WHAT IS BEING ASKED - Extract every line of the listing below that contains the string "lamp". Case counts.
——————————
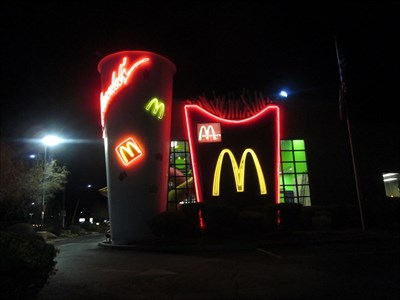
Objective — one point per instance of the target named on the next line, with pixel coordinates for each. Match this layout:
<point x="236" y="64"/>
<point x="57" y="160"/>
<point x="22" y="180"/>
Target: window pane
<point x="286" y="145"/>
<point x="301" y="167"/>
<point x="287" y="168"/>
<point x="298" y="144"/>
<point x="300" y="155"/>
<point x="288" y="179"/>
<point x="287" y="156"/>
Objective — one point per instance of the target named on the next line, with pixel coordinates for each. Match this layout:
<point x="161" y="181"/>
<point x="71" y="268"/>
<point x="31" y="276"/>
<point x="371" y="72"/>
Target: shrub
<point x="192" y="213"/>
<point x="170" y="224"/>
<point x="289" y="216"/>
<point x="220" y="219"/>
<point x="251" y="222"/>
<point x="27" y="262"/>
<point x="76" y="229"/>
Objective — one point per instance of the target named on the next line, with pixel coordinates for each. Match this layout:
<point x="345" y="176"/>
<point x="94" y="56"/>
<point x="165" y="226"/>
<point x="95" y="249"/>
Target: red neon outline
<point x="192" y="149"/>
<point x="140" y="151"/>
<point x="116" y="83"/>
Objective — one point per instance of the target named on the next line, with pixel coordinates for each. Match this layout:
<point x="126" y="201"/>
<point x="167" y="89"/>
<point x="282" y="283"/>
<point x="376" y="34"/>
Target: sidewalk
<point x="249" y="242"/>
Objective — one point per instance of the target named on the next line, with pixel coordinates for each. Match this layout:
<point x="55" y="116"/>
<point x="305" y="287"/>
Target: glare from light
<point x="52" y="140"/>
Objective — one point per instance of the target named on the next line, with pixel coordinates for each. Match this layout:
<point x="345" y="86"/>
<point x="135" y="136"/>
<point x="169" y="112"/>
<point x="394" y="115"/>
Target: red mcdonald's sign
<point x="128" y="151"/>
<point x="209" y="132"/>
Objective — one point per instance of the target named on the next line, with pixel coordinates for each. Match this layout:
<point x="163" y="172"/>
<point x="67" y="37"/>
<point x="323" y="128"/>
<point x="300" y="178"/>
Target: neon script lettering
<point x="128" y="151"/>
<point x="238" y="171"/>
<point x="209" y="132"/>
<point x="156" y="108"/>
<point x="117" y="81"/>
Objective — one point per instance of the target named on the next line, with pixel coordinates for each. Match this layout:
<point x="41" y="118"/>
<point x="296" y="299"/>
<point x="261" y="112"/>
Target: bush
<point x="192" y="212"/>
<point x="27" y="262"/>
<point x="289" y="216"/>
<point x="251" y="222"/>
<point x="76" y="229"/>
<point x="220" y="219"/>
<point x="170" y="224"/>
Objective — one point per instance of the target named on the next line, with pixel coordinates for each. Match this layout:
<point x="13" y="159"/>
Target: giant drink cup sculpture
<point x="136" y="102"/>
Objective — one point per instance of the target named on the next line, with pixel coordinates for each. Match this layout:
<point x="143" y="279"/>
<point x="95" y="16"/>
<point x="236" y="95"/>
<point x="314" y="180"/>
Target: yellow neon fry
<point x="158" y="107"/>
<point x="238" y="172"/>
<point x="128" y="149"/>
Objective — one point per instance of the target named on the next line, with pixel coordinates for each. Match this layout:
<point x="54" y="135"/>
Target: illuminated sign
<point x="156" y="108"/>
<point x="209" y="132"/>
<point x="128" y="151"/>
<point x="260" y="133"/>
<point x="117" y="81"/>
<point x="238" y="171"/>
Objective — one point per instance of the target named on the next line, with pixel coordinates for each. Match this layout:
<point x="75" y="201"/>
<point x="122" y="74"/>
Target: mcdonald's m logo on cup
<point x="128" y="151"/>
<point x="238" y="171"/>
<point x="156" y="108"/>
<point x="209" y="132"/>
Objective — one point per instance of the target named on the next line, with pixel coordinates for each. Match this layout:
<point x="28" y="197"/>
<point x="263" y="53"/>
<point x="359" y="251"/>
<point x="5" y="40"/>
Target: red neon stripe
<point x="117" y="81"/>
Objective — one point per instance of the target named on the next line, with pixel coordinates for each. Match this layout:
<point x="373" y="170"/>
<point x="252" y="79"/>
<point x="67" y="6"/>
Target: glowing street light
<point x="49" y="140"/>
<point x="283" y="94"/>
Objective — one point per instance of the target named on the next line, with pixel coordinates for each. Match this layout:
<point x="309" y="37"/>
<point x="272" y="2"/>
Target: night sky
<point x="50" y="52"/>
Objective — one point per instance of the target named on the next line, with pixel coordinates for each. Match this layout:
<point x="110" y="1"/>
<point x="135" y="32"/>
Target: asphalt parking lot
<point x="347" y="269"/>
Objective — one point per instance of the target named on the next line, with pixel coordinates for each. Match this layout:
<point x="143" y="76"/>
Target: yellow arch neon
<point x="238" y="172"/>
<point x="158" y="107"/>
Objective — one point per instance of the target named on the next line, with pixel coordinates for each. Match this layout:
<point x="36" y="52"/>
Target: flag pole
<point x="344" y="111"/>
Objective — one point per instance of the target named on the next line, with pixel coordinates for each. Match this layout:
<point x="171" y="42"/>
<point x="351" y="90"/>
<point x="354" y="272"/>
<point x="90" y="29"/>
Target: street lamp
<point x="48" y="140"/>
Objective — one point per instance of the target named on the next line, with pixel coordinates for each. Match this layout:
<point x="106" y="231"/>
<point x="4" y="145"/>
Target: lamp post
<point x="49" y="140"/>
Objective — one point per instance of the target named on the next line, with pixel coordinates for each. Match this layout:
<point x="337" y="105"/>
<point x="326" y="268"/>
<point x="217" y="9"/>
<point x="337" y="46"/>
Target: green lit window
<point x="180" y="181"/>
<point x="293" y="179"/>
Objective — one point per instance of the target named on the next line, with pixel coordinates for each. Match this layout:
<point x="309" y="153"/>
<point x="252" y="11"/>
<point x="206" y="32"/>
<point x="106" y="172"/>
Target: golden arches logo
<point x="128" y="151"/>
<point x="238" y="171"/>
<point x="156" y="108"/>
<point x="209" y="132"/>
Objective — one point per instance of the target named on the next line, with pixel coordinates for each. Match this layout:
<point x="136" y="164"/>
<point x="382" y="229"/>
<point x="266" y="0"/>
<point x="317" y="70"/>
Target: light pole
<point x="48" y="140"/>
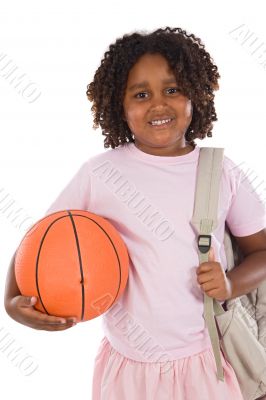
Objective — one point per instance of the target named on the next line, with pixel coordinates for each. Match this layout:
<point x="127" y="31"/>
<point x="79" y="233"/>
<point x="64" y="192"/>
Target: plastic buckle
<point x="204" y="243"/>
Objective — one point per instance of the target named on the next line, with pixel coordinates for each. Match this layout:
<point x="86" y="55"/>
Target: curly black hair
<point x="189" y="61"/>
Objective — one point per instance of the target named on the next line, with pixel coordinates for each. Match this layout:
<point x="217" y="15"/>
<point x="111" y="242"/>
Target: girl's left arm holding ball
<point x="21" y="308"/>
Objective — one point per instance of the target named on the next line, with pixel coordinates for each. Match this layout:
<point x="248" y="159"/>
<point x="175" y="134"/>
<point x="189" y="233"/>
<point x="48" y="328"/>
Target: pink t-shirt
<point x="149" y="199"/>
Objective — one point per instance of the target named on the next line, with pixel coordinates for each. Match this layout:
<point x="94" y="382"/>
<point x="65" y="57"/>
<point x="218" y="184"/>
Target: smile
<point x="161" y="124"/>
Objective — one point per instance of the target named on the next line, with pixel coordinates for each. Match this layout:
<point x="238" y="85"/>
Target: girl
<point x="152" y="96"/>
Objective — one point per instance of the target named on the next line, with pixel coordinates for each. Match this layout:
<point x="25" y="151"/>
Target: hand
<point x="213" y="280"/>
<point x="21" y="309"/>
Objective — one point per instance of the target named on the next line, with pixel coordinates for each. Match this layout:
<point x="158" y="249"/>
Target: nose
<point x="158" y="101"/>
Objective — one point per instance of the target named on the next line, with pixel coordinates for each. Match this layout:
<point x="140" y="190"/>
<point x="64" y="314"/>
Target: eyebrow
<point x="145" y="83"/>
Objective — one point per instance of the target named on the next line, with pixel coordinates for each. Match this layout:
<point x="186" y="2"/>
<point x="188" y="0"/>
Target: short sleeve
<point x="76" y="194"/>
<point x="247" y="212"/>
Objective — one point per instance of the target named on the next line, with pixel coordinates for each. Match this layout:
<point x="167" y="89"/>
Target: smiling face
<point x="152" y="94"/>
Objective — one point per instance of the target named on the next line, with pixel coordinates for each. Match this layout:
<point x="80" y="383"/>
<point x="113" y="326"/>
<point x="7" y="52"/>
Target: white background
<point x="59" y="45"/>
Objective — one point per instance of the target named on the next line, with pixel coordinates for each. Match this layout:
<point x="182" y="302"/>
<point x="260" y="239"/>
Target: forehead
<point x="150" y="64"/>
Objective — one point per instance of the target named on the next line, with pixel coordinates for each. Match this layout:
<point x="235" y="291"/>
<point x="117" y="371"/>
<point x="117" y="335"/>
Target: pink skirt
<point x="118" y="378"/>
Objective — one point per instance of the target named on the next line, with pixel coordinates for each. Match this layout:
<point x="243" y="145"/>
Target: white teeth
<point x="160" y="122"/>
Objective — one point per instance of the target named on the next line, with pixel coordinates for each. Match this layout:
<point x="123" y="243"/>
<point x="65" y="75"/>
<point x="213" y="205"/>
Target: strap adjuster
<point x="204" y="243"/>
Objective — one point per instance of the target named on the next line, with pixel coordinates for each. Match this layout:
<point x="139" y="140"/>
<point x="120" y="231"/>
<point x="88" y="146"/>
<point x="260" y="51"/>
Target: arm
<point x="248" y="275"/>
<point x="20" y="308"/>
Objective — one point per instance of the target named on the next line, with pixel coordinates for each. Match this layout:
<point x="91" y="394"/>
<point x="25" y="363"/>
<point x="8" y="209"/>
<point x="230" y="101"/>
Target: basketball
<point x="75" y="262"/>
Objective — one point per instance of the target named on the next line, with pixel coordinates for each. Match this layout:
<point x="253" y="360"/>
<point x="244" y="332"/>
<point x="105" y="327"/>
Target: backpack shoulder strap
<point x="207" y="188"/>
<point x="205" y="221"/>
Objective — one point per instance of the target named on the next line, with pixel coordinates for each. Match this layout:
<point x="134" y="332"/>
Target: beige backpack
<point x="238" y="327"/>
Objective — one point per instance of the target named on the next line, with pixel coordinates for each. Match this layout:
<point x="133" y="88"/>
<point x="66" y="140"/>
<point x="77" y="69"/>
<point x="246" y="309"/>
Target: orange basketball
<point x="75" y="262"/>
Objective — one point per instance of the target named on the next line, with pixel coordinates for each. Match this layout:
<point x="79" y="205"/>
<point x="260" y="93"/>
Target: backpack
<point x="238" y="326"/>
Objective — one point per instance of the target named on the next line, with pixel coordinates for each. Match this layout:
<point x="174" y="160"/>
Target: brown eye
<point x="139" y="94"/>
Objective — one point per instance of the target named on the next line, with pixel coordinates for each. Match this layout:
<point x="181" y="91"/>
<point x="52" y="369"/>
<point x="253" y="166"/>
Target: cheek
<point x="133" y="115"/>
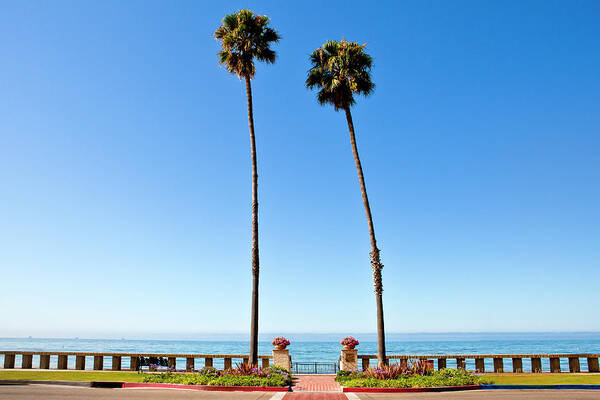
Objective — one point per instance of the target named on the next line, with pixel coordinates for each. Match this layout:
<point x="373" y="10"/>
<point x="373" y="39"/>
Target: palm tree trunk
<point x="375" y="260"/>
<point x="253" y="357"/>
——————————
EXERCISE RESULT -
Target: street lamp
Target: lamp post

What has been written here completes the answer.